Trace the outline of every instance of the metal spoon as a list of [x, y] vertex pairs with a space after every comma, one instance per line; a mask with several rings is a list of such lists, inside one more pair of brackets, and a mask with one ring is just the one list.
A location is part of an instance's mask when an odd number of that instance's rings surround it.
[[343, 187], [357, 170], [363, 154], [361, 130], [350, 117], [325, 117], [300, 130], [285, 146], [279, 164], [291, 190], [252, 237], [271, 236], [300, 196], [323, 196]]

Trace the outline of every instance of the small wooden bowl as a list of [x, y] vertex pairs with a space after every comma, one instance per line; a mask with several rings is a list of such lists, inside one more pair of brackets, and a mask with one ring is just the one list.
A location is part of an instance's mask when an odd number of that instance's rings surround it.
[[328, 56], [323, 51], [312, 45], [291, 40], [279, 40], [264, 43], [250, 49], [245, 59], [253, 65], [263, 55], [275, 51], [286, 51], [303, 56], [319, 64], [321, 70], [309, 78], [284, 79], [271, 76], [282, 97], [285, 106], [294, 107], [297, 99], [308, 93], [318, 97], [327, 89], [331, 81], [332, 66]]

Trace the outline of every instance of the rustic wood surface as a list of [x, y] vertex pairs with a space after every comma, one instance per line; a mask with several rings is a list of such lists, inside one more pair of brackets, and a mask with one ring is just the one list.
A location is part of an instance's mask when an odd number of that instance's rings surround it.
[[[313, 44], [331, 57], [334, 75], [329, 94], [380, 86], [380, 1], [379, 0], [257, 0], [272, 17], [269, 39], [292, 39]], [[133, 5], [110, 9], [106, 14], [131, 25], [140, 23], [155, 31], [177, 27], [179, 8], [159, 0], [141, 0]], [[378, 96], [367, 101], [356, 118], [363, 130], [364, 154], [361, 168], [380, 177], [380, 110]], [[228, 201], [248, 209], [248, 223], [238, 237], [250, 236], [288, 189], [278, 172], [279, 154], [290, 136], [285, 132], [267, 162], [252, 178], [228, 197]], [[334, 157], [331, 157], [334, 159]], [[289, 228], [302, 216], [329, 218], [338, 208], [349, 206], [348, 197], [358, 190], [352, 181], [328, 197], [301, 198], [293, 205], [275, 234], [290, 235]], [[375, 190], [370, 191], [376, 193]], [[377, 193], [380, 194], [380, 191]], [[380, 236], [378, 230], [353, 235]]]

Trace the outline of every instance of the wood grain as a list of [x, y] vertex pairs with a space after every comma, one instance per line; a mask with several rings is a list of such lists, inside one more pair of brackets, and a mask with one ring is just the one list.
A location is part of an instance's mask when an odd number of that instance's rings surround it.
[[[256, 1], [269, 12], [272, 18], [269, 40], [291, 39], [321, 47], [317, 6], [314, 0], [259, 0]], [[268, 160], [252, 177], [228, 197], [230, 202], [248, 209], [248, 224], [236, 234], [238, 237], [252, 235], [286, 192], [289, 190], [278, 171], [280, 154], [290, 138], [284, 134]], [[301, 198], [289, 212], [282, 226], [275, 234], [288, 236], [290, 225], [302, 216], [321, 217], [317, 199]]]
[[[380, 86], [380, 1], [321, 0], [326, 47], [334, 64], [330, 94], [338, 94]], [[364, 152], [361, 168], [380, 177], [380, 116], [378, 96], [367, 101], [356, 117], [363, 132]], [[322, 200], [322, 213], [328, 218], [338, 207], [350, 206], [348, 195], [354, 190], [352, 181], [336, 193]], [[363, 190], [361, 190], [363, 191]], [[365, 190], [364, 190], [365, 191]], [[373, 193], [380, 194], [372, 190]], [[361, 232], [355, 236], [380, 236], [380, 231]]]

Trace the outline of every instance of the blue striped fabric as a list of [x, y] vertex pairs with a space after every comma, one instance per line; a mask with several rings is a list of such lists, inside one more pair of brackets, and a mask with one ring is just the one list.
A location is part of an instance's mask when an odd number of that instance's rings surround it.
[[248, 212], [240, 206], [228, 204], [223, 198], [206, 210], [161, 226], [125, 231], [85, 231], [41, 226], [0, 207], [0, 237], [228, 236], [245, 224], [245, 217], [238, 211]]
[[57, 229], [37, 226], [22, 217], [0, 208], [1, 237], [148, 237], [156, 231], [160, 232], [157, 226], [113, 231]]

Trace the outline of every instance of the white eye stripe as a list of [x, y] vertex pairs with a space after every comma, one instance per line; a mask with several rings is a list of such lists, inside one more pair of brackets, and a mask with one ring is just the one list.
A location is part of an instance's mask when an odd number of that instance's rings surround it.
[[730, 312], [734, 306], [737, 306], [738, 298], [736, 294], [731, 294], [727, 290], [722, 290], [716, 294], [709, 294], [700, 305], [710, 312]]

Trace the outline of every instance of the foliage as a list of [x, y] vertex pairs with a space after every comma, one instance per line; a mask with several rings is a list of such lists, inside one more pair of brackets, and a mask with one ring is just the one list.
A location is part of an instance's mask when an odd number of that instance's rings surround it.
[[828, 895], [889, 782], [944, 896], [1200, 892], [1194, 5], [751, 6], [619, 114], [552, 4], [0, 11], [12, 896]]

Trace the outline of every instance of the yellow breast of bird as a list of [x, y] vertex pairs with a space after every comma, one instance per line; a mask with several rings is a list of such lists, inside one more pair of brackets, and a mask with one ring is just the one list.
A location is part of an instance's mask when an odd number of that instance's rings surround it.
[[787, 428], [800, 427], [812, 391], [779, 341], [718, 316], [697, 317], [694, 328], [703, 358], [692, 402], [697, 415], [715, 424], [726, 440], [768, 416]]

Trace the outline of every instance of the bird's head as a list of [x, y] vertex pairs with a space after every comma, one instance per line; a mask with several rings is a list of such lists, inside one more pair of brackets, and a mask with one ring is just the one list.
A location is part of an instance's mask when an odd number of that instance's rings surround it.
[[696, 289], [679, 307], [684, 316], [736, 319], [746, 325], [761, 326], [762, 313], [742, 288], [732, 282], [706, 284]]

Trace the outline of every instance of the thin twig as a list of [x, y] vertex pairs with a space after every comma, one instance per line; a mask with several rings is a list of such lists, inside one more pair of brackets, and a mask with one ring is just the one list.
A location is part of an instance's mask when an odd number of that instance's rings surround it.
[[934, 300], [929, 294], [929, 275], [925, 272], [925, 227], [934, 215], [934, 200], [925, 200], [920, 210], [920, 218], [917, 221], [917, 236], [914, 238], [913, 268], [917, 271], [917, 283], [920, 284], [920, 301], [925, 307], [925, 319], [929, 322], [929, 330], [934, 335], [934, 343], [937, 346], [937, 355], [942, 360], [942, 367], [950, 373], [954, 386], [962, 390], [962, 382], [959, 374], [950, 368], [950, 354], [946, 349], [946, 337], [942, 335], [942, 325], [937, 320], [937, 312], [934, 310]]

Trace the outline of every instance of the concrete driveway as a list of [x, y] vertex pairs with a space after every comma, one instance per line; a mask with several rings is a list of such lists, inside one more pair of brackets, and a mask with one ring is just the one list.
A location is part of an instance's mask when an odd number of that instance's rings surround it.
★ ★ ★ ★ ★
▶ _Work instructions_
Rewrite the stretch from the start of the records through the line containing "196], [323, 196]]", changing "metal spoon" to "silver spoon" and leaving everything else unchanged.

▶ _The answer_
Trace the outline of every instance of the silver spoon as a list of [x, y] vertex pairs with a space after every comma, one instance per line; a mask with several rings is a list of such lists, inside one more pair of brackets, and a mask with one ring is just the one list.
A location is part of an instance's mask when an odd number of that instance's rings surround it.
[[343, 187], [357, 170], [363, 154], [361, 130], [350, 117], [325, 117], [300, 130], [285, 146], [279, 164], [291, 190], [252, 237], [271, 236], [300, 196], [323, 196]]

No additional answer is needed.